** Start of Data for processing **
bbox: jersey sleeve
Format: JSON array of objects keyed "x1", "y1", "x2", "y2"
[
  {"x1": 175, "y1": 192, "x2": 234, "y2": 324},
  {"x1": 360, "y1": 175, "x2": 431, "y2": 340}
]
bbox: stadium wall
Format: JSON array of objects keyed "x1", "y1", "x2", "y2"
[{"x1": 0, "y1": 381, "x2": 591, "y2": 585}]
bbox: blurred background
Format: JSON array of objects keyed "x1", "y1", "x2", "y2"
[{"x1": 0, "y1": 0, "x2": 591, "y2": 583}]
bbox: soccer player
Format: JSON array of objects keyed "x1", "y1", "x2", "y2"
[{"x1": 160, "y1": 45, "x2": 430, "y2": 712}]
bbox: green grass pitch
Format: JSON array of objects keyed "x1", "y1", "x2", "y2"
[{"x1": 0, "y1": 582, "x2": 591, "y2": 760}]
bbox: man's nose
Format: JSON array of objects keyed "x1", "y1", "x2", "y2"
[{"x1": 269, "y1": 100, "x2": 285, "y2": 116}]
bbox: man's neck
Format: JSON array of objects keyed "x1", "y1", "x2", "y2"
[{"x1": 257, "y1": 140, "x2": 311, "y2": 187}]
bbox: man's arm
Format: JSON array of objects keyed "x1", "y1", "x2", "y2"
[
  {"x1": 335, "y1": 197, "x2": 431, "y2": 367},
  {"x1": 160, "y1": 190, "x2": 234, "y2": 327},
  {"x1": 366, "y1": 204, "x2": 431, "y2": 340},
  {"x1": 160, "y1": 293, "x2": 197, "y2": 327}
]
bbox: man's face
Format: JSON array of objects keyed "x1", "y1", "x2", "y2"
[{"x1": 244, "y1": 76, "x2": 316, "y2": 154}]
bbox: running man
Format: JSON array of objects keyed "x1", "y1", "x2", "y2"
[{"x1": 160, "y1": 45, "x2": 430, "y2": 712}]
** End of Data for processing **
[Problem]:
Lay out everything from the line containing "bbox: man's face" down to the end of the material above as a JSON list of strings, one string per line, omitting blank lines.

[Task solution]:
[
  "bbox: man's face",
  "Format: JSON array of objects keyed \"x1\", \"y1\", \"x2\", \"y2\"",
  "[{\"x1\": 244, \"y1\": 76, \"x2\": 316, \"y2\": 154}]",
  "bbox: running man",
  "Format: JSON array of objects keyed \"x1\", \"y1\", \"x2\", \"y2\"",
  "[{\"x1\": 160, \"y1\": 45, \"x2\": 430, \"y2\": 712}]"
]